## INFORMATION GIVEN
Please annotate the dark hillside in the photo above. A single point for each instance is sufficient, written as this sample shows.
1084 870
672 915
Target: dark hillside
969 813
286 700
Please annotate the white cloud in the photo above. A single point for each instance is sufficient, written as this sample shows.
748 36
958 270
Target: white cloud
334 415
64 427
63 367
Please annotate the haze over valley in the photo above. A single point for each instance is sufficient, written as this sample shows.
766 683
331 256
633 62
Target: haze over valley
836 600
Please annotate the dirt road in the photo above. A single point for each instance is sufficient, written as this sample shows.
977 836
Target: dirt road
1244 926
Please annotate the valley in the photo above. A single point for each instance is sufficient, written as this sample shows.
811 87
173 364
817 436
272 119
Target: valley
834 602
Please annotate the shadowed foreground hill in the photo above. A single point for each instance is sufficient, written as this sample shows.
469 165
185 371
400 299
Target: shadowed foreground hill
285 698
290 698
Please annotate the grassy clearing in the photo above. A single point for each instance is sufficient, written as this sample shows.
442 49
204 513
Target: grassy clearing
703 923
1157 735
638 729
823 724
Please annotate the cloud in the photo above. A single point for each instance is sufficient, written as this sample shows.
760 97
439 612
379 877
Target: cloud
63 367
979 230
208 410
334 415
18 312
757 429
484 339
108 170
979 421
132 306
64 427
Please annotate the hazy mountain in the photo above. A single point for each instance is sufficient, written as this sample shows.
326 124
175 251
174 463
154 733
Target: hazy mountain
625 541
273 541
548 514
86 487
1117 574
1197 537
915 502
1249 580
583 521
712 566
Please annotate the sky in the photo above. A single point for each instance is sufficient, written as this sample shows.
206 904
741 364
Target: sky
---
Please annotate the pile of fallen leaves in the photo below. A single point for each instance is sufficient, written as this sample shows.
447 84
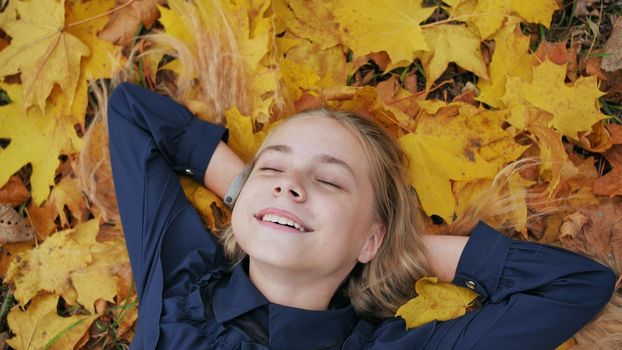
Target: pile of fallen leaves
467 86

## ACTIVITY
Using only the listing above, restate exactly the lines from the line containing "Target: cloud" through the line containing "Target: sky", both included.

## WRITTEN ANSWER
Target: cloud
63 367
979 230
208 410
334 415
18 312
757 429
484 339
108 170
979 421
132 306
64 427
Please annotate the hazy mountain in the photo above. A single point for each instance is sufficient, written as this sample shows.
326 124
175 251
174 463
154 733
Target: hazy mountain
625 541
273 541
548 514
86 487
1117 574
1197 537
915 502
1249 580
583 521
712 566
Please annotate the sky in the photo above. A single point for each instance is sufficient, written as this sample shows.
206 904
741 364
Target: sky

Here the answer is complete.